_THE PROBLEM_
Rewrite the lines below with every "Marked at" changed to "Located at" and everything else kept the same. Leave the pictures out of your answer.

>>>

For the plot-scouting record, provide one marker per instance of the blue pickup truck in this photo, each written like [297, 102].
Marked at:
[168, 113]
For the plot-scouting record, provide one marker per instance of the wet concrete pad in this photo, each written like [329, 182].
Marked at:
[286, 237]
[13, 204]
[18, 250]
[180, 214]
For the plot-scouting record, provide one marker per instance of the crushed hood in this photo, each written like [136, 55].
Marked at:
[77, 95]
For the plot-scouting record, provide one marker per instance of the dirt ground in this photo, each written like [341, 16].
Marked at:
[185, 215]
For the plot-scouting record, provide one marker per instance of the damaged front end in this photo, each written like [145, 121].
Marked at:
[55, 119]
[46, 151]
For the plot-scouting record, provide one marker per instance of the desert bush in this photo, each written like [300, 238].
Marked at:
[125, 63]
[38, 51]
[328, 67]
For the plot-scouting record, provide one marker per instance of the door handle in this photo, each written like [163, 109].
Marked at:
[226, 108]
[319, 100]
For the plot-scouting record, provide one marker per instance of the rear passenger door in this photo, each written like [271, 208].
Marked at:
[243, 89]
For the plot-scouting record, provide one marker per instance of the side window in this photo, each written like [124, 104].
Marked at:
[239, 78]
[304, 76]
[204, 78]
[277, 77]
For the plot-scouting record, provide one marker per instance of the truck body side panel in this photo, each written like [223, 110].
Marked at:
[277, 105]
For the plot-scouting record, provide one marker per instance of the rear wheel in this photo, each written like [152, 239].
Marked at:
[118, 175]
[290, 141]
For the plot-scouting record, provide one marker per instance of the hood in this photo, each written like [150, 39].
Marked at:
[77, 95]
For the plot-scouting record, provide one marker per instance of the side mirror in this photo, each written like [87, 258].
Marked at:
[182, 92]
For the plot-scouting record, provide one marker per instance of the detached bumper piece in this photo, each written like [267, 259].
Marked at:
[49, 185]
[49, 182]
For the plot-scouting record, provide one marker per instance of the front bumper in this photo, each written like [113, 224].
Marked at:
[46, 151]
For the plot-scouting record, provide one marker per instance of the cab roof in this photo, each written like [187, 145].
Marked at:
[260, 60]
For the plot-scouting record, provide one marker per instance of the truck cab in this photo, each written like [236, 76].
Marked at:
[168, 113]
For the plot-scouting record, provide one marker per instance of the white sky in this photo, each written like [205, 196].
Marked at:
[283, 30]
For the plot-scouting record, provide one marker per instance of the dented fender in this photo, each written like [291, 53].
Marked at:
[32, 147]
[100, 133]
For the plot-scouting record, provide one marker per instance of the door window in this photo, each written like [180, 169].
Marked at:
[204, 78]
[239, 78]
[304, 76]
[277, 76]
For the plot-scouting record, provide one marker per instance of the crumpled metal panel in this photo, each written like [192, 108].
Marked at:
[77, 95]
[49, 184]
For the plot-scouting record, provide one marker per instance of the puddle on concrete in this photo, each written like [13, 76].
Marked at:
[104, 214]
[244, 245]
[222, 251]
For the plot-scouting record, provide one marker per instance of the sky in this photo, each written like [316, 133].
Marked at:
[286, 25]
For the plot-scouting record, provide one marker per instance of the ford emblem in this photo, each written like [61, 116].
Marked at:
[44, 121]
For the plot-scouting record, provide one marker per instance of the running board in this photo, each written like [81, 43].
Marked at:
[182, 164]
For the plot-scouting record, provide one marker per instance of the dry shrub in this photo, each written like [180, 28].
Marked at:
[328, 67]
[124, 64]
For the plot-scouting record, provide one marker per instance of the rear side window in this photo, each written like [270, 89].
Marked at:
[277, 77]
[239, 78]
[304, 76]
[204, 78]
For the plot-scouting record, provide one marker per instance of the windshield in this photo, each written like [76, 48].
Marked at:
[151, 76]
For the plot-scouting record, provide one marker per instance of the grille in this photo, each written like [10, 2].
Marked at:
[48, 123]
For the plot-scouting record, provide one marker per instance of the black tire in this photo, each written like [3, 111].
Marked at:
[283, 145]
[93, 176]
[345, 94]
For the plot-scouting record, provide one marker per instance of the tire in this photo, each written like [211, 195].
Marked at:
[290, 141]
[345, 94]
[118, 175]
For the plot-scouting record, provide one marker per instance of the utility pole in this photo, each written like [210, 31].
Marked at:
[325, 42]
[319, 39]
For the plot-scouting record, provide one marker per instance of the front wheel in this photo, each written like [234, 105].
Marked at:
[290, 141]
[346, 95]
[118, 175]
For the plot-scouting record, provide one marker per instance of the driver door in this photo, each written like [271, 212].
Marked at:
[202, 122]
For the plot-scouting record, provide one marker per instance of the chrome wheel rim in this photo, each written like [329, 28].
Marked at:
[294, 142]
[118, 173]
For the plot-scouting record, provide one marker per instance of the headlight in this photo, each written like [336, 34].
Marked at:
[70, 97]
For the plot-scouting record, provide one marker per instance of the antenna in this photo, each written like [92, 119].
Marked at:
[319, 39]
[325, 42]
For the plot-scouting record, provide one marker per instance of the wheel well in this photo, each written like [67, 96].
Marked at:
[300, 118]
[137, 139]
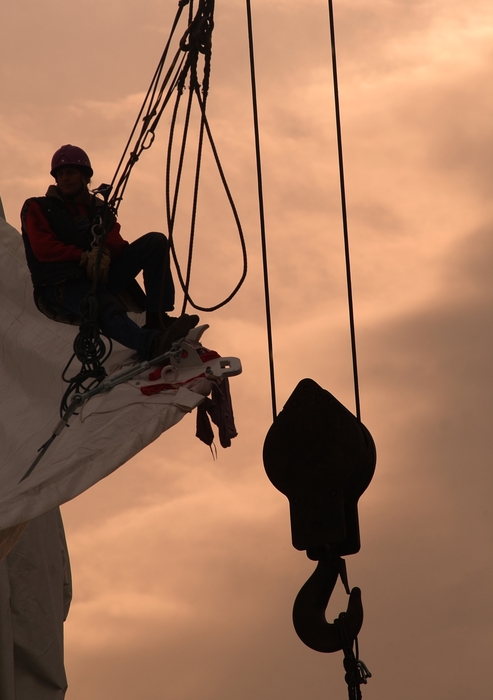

<<<

_FINAL RESULT_
For the plot-scouting record, provide one marker per instance of the blue pickup truck in this photo, each written like [297, 102].
Located at:
[168, 113]
For the plot-scouting record, provide one marker per instance of the wet concrete pad in this photo, each written like [329, 182].
Located at:
[286, 237]
[13, 204]
[18, 250]
[180, 214]
For the plot-scouting record, provide one marker per instance of the crushed hood in this photo, each written like [136, 55].
Located at:
[77, 95]
For the plot-scouting record, provide one marker per instance of the dirt ground in this photo, each written like [341, 16].
Located at:
[185, 215]
For the plot-scouting record, provide one marker per instance of the damaged front end in this photo, each written like [145, 121].
Located at:
[55, 119]
[46, 151]
For the plot-scouting record, provide one marker per instance of the desert bush in this photo, each written like [300, 238].
Located at:
[125, 63]
[38, 51]
[328, 67]
For the plot-scouting record, provide one marker per instance of the door handle in this photo, each written like [163, 109].
Located at:
[226, 108]
[319, 100]
For the plot-scouting record, provide one marker per instance of the rear passenger door in this photo, each written like [271, 208].
Located at:
[243, 89]
For the plot-scouting record, provide one marker per instance of the side window in this photo, each written like [124, 104].
Located at:
[239, 78]
[304, 76]
[204, 78]
[277, 77]
For the plot-scouting record, provide one marker per instance of the truck body side panel in this photo, each written like [223, 110].
Located at:
[277, 105]
For the plot-scouting record, provide one marker per instance of the rear wheel in this photo, each written like [152, 239].
Located at:
[118, 175]
[290, 141]
For the plot-scouting record, provide one marker per instance of the hood in this photo, each written like [150, 39].
Located at:
[77, 95]
For the plot-scouting record, provide one marker per instance of the side mirror in this photo, each written like [87, 258].
Located at:
[182, 92]
For the plot-scouting record, provide one marker per instance of the detached bumper piece in this photo, each written like [267, 259].
Located at:
[49, 185]
[49, 182]
For the plot-scouting record, provide one marker per instance of the front bumper in this photo, each written like [113, 224].
Located at:
[46, 151]
For the plot-scouting record, provide one marker per instance of the cab roof in this photo, each written like [187, 145].
Located at:
[260, 60]
For the plot-scouting record, provide one marker per instance of the truck cab in this photo, each written like [236, 76].
Located at:
[168, 113]
For the plot-scouting record, provide one marker per instance of the white sky in this photo, each written like [205, 196].
Located at:
[283, 30]
For the plot-scouting record, provide one marker per instance of the dented fender in this photo, each written like [291, 53].
Located at:
[32, 147]
[100, 133]
For the plot-scouting record, provide one marker per instance of the door window in this photo, each written like [180, 169].
Located at:
[204, 78]
[239, 78]
[304, 76]
[277, 76]
For the plot-scouting record, provide one marker per instance of the crumpled metal panel in this photo, each written like [192, 108].
Located at:
[77, 95]
[49, 184]
For the plot-scouting record, provide one marker per instance of the puddle on concrete in this photo, each written like [13, 76].
Located at:
[104, 214]
[244, 245]
[222, 251]
For the plot-scouting record, provide one marker per instance of the sky in this photo, each written like [316, 133].
Located at:
[286, 25]
For the plot-scouting record, provide one marker per instance of the ford emblem in this photo, each written like [61, 116].
Located at:
[44, 121]
For the plot-scouting record, provide one marker per instance of the running board in this photo, each written like [81, 43].
Located at:
[182, 164]
For the plot-scouting record, provide one marker per instance of the dry shrub in this photo, each written like [180, 28].
Located at:
[328, 67]
[124, 64]
For the plot-scouting record, provide one marker per instance of the rear side window in this photo, each written like [270, 89].
Located at:
[277, 77]
[239, 78]
[304, 76]
[204, 78]
For the plot-scouting record, provide one marker per instance of the windshield in this photo, each written like [76, 48].
Located at:
[151, 76]
For the plot-scouting record, provide one marker per instance of the grille in this photo, each written like [10, 2].
Located at:
[48, 123]
For the plot-scouting record, provide one marker per instance of the black tire in this photo, each written like [3, 111].
Located at:
[283, 145]
[93, 176]
[345, 94]
For the plot-scouting record, provide one marker per instance of the tire in this photo, each written like [211, 195].
Located at:
[290, 141]
[345, 94]
[118, 175]
For the plot-scouting record, provide one marker per instance of the utility pole in this photo, each written like [210, 31].
Located at:
[325, 42]
[319, 39]
For the plot-scouting record, provide one marker per instance of the front wheel in this photo, each written like [234, 105].
Located at:
[290, 141]
[346, 95]
[118, 175]
For the plot-scouting record, provide one marker per instance of the driver door in this photo, each written like [271, 212].
Located at:
[202, 122]
For the plot-scouting record, provide one marker per instance of the chrome wheel rim in this photo, each written like [329, 28].
Located at:
[294, 142]
[118, 173]
For the plot-scouting record, provide one marker per instance of the headlight in this photo, each written like [336, 34].
Located at:
[70, 97]
For the plot-scouting record, provide one marker per instance of the antenna in this photo, each written like [92, 119].
Located at:
[319, 39]
[325, 42]
For the plot-scouting record, provide one marker per instance of the wheel well in this photo, each written like [67, 96].
Located at:
[300, 118]
[137, 139]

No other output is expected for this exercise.